__WHAT THE EXERCISE ASKS__
Quote verbatim the lines of the data from the line containing "of the arched" through the end of the data, including both of those lines.

[Entries from a pointing dataset]
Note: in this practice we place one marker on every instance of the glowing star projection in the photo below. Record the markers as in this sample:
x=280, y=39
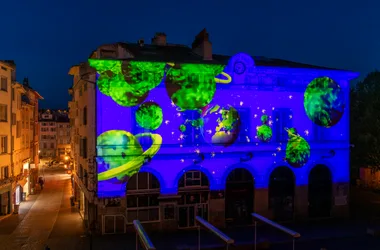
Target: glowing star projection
x=128, y=83
x=149, y=115
x=264, y=132
x=297, y=149
x=122, y=155
x=324, y=102
x=192, y=86
x=224, y=122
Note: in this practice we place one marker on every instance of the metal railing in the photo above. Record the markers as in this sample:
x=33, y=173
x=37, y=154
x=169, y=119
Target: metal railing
x=142, y=236
x=229, y=241
x=292, y=233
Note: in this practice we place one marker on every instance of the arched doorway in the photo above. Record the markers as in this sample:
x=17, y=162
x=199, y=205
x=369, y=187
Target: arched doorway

__RESPONSE TO THE TASK__
Note: in this practice we place one marker on every instance of the arched doorway in the photo above. Record the markers as in this sample:
x=17, y=162
x=199, y=205
x=369, y=187
Target: arched doorway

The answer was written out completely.